:: EXERCISE ::
Whenever a line in the data holds the string "tractor", copy that line.

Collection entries
=====
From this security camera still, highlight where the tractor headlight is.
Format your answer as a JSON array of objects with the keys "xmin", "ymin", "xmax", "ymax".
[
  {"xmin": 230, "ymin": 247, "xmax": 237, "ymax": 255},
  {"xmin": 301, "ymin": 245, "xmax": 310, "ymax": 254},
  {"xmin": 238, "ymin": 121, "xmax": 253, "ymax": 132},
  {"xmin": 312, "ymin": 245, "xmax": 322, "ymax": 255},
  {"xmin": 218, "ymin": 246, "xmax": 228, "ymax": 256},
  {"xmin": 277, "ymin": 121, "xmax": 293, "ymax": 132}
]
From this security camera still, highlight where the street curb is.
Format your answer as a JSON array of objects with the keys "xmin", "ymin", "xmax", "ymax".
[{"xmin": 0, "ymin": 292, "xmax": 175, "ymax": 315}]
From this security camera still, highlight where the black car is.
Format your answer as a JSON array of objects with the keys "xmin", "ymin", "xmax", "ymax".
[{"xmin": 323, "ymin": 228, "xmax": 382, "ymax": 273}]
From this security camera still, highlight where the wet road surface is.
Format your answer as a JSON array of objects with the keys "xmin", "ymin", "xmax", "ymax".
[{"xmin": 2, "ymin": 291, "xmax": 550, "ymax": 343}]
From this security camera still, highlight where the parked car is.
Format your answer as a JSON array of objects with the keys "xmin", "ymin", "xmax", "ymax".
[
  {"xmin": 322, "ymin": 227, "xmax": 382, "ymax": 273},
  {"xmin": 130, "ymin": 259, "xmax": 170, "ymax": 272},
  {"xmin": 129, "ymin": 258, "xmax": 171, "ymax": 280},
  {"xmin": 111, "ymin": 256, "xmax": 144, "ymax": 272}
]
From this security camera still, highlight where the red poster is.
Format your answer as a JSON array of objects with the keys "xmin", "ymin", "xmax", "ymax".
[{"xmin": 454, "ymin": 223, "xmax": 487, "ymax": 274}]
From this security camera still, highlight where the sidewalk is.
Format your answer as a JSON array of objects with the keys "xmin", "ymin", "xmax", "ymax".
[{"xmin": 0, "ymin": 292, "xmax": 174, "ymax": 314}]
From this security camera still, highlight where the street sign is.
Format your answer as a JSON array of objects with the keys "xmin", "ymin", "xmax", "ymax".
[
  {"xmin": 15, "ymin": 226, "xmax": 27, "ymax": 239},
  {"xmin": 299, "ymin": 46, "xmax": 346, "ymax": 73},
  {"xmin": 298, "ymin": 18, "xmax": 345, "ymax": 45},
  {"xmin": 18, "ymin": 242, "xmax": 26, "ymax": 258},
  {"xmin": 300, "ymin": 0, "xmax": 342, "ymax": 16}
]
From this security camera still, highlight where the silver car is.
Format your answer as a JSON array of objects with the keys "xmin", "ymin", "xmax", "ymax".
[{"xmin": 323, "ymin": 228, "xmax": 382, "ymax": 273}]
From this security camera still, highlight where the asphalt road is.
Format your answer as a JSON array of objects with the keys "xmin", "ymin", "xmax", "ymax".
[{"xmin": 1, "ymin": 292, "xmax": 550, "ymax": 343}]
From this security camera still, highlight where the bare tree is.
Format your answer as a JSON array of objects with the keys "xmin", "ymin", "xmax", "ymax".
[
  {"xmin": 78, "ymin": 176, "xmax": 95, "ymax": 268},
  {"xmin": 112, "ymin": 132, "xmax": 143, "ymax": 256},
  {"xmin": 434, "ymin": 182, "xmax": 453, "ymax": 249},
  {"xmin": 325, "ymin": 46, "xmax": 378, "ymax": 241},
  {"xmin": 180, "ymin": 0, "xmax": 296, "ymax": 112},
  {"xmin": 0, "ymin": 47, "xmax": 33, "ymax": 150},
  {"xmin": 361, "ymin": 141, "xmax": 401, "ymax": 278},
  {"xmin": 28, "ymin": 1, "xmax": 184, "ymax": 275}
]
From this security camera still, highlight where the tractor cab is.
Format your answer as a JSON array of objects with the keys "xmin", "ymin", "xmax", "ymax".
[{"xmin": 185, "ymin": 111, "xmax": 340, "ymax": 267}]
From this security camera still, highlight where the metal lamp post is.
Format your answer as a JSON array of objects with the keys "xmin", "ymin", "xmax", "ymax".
=====
:: RESULT OF THE EXERCISE ::
From this security camera still, highlight where the tractor headlight is.
From this security camera still, highlight where the tractor cab is.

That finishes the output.